## GIVEN PROBLEM:
Please print the part of the clean architecture text between "The Problem We" and "Things get coupled.", inclusive, copying it word for word.

Clean Architecture
We use Dependency Inversion to keep the codebase maintainable. Here’s the pattern.
The Problem We Avoided
Imagine adding a new STT engine:
#![allow(unused)]
fn main() {
// BAD: Direct dependencies everywhere
match config.engine {
Engine::Sherpa => sherpa::transcribe(&audio),
Engine::Parakeet => parakeet::transcribe(&audio),
Engine::NewEngine => new_engine::transcribe(&audio), // ADD HERE
}
// ... and here, and here, and here
}
Every new engine means touching multiple files. Tests break. Things get coupled.
The Solution: Trait-Based Abstraction
Define a trait. Implement it. Inject the implementation.
The SttEngine Trait
#![allow(unused)]
fn main() {
// crates/stt/src/engine.rs
pub trait SttEngine: Send + Sync {
fn transcribe(&self, audio: &[f32]) -> Result<Vec<Segment>>;
fn is_streaming_capable(&self) -> bool;
fn model_name(&self) -> &str;
fn supported_languages(&self) -> Vec<&'static str>;
}
}
Implementations
#![allow(unused)]
fn main() {
// crates/sherpa/src/zipformer.rs
impl SttEngine for ZipformerEngine {
fn transcribe(&self, audio: &[f32]) -> Result<Vec<Segment>> {
// Sherpa-specific implementation
}
// ...
}
// crates/parakeet/src/lib.rs
impl SttEngine for ParakeetEngine {
fn transcribe(&self, audio: &[f32]) -> Result<Vec<Segment>> {
// Parakeet-specific implementation
}
// ...
}
}
Usage
The application layer never knows which engine it’s using:
#![allow(unused)]
fn main() {
// crates/application/src/transcriber.rs
pub struct Transcriber {
engine: Box<dyn SttEngine>,
}
impl Transcriber {
pub fn new(engine: Box<dyn SttEngine>) -> Self {
Self { engine }
}
pub fn process(&self, audio: &[f32]) -> Result<Vec<Segment>> {
self.engine.transcribe(audio)
}
}
}
The Factory Pattern
How do we create the right engine at runtime?
#![allow(unused)]
fn main() {
// crates/stt/src/loader.rs
pub trait EngineLoader: Send + Sync {
fn name(&self) -> &str;
fn can_load(&self, model_id: &str) -> bool;
fn load(&self, model_path: &Path) -> Result<Box<dyn SttEngine>>;
}
// Usage
pub fn create_engine(
loaders: &[Box<dyn EngineLoader>],
model_id: &str,
path: &Path,
) -> Result<Box<dyn SttEngine>> {
for loader in loaders {
if loader.can_load(model_id) {
return loader.load(path);
}
}
Err(Error::UnknownModel(model_id.to_string()))
}
}
Adding a New Engine
Adding WhisperTurbo requires:
- Create
crates/whisper-turbo/ - Implement
SttEngine - Implement
EngineLoader - Register the loader at startup
No changes to crates/application/. No changes to existing engines. No changes to the UI.

## GIVEN DATA:

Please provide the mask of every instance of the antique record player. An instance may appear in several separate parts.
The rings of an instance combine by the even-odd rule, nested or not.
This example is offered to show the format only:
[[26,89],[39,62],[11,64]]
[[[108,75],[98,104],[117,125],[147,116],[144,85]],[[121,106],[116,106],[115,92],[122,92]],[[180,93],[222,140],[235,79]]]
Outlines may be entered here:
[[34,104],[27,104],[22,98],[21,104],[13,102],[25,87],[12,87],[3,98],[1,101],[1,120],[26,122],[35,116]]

## SOLVED EXERCISE:
The Problem We Avoided
Imagine adding a new STT engine:
#![allow(unused)]
fn main() {
// BAD: Direct dependencies everywhere
match config.engine {
Engine::Sherpa => sherpa::transcribe(&audio),
Engine::Parakeet => parakeet::transcribe(&audio),
Engine::NewEngine => new_engine::transcribe(&audio), // ADD HERE
}
// ... and here, and here, and here
}
Every new engine means touching multiple files. Tests break. Things get coupled.